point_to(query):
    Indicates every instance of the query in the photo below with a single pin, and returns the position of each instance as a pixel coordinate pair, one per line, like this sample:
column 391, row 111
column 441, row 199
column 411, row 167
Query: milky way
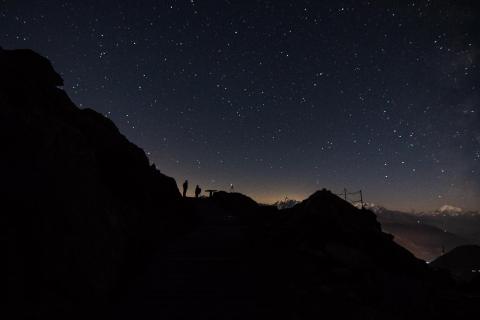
column 279, row 98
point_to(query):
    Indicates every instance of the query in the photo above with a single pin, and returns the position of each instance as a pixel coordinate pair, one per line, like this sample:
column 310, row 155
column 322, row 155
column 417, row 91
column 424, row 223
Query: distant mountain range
column 426, row 234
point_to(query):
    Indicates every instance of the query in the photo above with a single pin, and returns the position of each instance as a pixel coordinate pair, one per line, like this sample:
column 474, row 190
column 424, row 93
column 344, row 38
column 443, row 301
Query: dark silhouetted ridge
column 89, row 222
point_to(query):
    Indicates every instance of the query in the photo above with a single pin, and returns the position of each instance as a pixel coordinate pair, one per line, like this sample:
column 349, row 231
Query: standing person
column 198, row 190
column 185, row 187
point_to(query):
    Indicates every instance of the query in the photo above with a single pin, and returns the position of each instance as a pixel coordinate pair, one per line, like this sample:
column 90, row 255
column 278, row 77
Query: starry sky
column 279, row 98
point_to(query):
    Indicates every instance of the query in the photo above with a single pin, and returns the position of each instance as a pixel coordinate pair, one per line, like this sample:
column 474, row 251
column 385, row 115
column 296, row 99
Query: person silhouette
column 185, row 187
column 198, row 190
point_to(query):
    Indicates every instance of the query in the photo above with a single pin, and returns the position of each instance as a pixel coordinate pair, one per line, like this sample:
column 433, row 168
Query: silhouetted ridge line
column 83, row 202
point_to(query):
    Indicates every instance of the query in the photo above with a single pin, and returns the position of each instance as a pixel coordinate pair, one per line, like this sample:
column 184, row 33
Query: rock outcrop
column 79, row 200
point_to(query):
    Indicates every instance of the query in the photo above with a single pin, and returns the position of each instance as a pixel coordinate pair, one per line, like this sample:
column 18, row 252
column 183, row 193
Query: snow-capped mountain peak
column 450, row 209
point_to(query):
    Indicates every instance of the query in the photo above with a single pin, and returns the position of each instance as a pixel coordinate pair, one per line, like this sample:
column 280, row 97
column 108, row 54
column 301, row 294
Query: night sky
column 280, row 98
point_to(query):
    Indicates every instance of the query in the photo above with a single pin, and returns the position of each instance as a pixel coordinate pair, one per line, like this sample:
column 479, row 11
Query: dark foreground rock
column 79, row 201
column 88, row 223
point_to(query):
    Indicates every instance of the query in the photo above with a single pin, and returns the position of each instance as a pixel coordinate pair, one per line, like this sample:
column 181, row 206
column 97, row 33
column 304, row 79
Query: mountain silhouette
column 79, row 200
column 89, row 222
column 463, row 262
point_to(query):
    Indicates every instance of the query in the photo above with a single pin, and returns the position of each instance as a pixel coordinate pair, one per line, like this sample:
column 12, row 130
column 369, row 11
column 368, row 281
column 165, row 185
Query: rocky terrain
column 90, row 224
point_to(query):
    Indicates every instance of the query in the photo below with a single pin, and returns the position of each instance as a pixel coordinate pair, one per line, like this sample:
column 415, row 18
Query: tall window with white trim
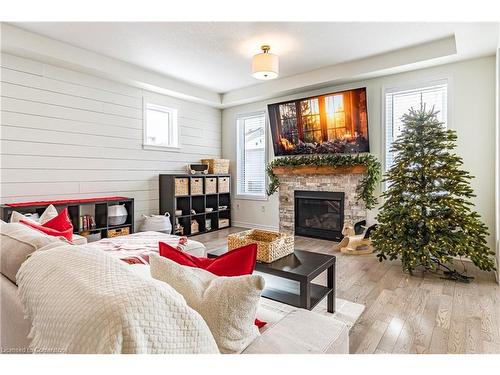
column 160, row 127
column 251, row 155
column 399, row 101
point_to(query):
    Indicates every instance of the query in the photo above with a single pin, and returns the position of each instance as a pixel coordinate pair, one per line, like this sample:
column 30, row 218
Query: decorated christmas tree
column 427, row 218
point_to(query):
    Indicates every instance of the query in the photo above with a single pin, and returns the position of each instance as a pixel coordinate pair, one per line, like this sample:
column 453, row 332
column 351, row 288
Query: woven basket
column 216, row 166
column 270, row 245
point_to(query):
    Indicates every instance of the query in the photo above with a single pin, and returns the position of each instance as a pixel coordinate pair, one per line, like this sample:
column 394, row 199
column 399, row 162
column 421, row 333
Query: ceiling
column 217, row 55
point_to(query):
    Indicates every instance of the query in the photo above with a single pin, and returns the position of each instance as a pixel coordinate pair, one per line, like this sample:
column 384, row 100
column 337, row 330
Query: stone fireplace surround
column 321, row 181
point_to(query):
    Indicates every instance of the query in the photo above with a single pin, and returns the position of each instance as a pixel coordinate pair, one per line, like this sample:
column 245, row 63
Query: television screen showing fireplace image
column 326, row 124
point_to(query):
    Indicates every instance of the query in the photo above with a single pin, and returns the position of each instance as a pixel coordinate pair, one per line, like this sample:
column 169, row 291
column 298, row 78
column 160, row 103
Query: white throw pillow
column 17, row 242
column 228, row 304
column 49, row 213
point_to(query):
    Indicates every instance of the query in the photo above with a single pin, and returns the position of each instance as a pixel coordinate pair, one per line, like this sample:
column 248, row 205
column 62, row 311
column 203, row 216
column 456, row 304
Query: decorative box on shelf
column 181, row 186
column 270, row 245
column 211, row 185
column 217, row 166
column 223, row 223
column 196, row 186
column 195, row 227
column 223, row 184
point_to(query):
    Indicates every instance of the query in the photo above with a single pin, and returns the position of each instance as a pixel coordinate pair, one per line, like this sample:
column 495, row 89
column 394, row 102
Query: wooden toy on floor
column 356, row 239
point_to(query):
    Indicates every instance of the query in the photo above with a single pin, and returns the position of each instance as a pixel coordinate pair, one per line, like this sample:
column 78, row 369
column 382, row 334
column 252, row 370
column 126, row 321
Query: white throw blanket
column 81, row 300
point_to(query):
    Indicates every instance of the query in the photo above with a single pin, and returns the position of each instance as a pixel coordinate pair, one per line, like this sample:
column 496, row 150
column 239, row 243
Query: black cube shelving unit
column 170, row 202
column 98, row 208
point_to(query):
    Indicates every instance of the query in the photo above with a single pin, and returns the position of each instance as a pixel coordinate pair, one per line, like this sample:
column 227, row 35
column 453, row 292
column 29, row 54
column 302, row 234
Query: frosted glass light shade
column 265, row 66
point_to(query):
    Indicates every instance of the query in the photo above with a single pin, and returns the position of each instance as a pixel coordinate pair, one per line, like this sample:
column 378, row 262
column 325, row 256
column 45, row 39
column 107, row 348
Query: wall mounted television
column 324, row 124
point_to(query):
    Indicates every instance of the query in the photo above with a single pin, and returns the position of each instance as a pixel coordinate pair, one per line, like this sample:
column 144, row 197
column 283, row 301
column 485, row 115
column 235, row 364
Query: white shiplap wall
column 66, row 134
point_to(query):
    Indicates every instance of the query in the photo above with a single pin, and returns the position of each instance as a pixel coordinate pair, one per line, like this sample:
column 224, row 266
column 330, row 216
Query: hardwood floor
column 408, row 314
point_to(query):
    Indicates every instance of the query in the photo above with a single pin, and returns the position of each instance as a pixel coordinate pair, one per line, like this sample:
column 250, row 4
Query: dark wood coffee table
column 302, row 266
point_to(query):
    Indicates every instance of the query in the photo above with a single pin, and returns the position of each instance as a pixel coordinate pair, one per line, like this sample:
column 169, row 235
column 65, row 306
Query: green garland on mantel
column 366, row 187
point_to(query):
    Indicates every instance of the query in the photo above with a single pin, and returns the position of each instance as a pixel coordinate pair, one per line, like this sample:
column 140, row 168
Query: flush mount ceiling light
column 265, row 65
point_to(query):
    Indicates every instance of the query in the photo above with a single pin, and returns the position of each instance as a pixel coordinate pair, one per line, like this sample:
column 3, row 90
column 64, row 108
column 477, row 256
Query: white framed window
column 251, row 156
column 398, row 102
column 160, row 127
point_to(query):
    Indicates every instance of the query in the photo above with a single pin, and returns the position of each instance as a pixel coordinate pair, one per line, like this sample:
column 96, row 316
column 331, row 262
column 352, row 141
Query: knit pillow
column 227, row 304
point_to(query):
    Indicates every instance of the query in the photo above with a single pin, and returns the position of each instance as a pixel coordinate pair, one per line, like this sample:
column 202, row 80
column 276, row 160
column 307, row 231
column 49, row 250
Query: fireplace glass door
column 319, row 214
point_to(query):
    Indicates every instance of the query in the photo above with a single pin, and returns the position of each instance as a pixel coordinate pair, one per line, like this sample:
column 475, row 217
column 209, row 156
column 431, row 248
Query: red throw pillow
column 59, row 226
column 233, row 263
column 236, row 262
column 61, row 222
column 68, row 233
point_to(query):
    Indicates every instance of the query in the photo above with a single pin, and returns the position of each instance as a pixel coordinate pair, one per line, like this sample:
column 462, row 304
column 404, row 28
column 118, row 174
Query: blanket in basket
column 80, row 300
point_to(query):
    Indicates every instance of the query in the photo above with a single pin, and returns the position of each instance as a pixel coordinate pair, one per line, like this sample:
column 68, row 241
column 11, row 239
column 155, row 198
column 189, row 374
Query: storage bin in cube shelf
column 117, row 214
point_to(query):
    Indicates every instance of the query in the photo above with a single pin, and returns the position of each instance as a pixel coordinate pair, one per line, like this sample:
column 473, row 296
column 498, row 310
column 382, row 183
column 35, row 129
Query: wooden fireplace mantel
column 312, row 169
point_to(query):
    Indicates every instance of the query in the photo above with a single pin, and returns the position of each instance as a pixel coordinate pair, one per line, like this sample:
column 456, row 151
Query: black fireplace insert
column 319, row 214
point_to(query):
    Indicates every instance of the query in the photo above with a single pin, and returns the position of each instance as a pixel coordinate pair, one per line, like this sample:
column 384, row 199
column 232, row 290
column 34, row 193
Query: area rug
column 345, row 311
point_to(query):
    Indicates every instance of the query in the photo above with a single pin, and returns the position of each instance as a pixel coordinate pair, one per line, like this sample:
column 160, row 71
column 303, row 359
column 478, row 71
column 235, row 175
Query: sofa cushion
column 237, row 262
column 228, row 304
column 18, row 241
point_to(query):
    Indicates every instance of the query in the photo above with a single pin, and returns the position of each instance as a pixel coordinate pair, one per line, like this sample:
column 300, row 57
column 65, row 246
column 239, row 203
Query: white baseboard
column 254, row 226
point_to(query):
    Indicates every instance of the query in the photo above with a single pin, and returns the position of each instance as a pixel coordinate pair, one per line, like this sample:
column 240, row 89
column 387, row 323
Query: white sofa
column 297, row 331
column 288, row 330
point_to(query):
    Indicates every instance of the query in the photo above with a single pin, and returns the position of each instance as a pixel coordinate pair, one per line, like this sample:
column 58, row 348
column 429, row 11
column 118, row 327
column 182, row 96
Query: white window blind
column 160, row 126
column 251, row 153
column 399, row 102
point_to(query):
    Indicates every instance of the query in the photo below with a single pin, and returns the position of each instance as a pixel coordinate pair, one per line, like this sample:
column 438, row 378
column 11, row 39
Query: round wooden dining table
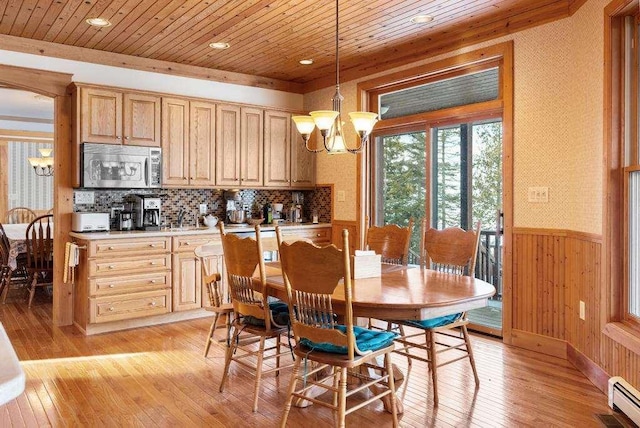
column 402, row 293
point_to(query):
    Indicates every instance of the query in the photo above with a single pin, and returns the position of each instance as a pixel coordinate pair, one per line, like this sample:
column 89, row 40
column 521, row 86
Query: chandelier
column 43, row 166
column 329, row 122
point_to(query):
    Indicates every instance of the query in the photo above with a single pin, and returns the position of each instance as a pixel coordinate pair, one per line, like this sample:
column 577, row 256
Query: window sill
column 624, row 334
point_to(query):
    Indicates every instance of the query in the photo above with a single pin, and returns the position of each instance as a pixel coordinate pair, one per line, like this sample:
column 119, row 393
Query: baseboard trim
column 591, row 370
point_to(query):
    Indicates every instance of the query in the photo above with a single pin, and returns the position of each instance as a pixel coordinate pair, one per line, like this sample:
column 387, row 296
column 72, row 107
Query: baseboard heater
column 624, row 397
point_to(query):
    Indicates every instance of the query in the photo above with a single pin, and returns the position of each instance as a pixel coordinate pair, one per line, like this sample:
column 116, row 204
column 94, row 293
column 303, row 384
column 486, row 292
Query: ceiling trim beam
column 26, row 119
column 36, row 47
column 443, row 42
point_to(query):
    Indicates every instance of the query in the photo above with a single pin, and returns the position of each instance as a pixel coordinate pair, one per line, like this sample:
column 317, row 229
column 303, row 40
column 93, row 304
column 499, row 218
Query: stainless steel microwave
column 117, row 166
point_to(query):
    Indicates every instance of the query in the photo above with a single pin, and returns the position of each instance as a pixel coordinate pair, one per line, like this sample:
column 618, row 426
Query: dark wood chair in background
column 390, row 241
column 311, row 274
column 9, row 275
column 255, row 319
column 452, row 250
column 20, row 215
column 39, row 253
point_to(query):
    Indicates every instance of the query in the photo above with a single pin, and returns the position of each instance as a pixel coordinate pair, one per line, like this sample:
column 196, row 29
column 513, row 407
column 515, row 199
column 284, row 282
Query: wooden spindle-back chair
column 311, row 275
column 451, row 250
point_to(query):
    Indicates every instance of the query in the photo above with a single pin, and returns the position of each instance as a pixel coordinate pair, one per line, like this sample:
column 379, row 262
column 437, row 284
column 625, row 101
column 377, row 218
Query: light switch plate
column 84, row 197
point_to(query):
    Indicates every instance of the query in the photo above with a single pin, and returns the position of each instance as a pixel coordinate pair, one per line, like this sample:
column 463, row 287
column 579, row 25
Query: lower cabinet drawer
column 126, row 306
column 149, row 263
column 103, row 286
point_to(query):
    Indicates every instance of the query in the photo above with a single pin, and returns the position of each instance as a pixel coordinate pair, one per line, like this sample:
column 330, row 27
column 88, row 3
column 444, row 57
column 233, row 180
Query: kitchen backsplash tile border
column 317, row 200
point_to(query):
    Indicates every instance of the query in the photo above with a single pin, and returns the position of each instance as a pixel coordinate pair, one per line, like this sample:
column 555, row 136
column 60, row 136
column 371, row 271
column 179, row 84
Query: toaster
column 90, row 222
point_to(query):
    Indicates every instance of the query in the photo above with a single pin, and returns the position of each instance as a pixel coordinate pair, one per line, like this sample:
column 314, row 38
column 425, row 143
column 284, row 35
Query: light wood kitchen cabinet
column 287, row 162
column 189, row 291
column 122, row 279
column 202, row 143
column 188, row 143
column 117, row 117
column 239, row 143
column 277, row 149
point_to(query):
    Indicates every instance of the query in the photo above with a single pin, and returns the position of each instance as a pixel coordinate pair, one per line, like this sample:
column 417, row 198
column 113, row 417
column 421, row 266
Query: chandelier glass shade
column 42, row 166
column 329, row 122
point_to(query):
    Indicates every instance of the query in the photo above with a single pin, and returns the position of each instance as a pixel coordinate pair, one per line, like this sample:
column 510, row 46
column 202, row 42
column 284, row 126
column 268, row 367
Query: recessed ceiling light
column 422, row 19
column 99, row 22
column 219, row 45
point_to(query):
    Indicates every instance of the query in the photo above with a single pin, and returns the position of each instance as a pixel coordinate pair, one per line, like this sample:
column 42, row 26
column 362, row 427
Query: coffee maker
column 236, row 212
column 147, row 210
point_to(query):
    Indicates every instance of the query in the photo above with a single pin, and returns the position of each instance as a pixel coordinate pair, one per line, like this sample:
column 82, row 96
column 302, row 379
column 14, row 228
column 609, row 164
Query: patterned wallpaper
column 173, row 200
column 558, row 89
column 26, row 189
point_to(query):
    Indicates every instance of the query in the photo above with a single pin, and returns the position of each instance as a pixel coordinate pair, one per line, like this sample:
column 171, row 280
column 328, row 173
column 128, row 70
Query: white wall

———

:: Exercise brief ::
Quote the records above exactly, from the first line through the line containing "column 349, row 231", and leave out the pictures.

:: Answer section ::
point_to(query):
    Indicates every instance of the query in the photo below with a single pin, and returns the position of each instance as a pixel coordinate pair, one per line, like this sample:
column 391, row 111
column 441, row 199
column 411, row 167
Query: milky way
column 279, row 98
point_to(query):
    Indicates every instance of the query in the photo above with a single pin, and returns the position of each instance as a pixel coordinate pair, one per line, like this sample:
column 310, row 155
column 322, row 155
column 417, row 91
column 424, row 223
Query: distant mountain range
column 426, row 234
point_to(query):
    Indicates every instance of the query in the photo above with a single pin, and returns the position of each instance as a pixel coordinate pair, one per line, like this sample:
column 474, row 190
column 424, row 93
column 344, row 38
column 443, row 301
Query: dark silhouetted ridge
column 89, row 222
point_to(query):
    Indicates every instance of the query in the photo above with a single pin, and returns the position of each instance as a pixel coordinate pair, one per line, like this sample:
column 349, row 231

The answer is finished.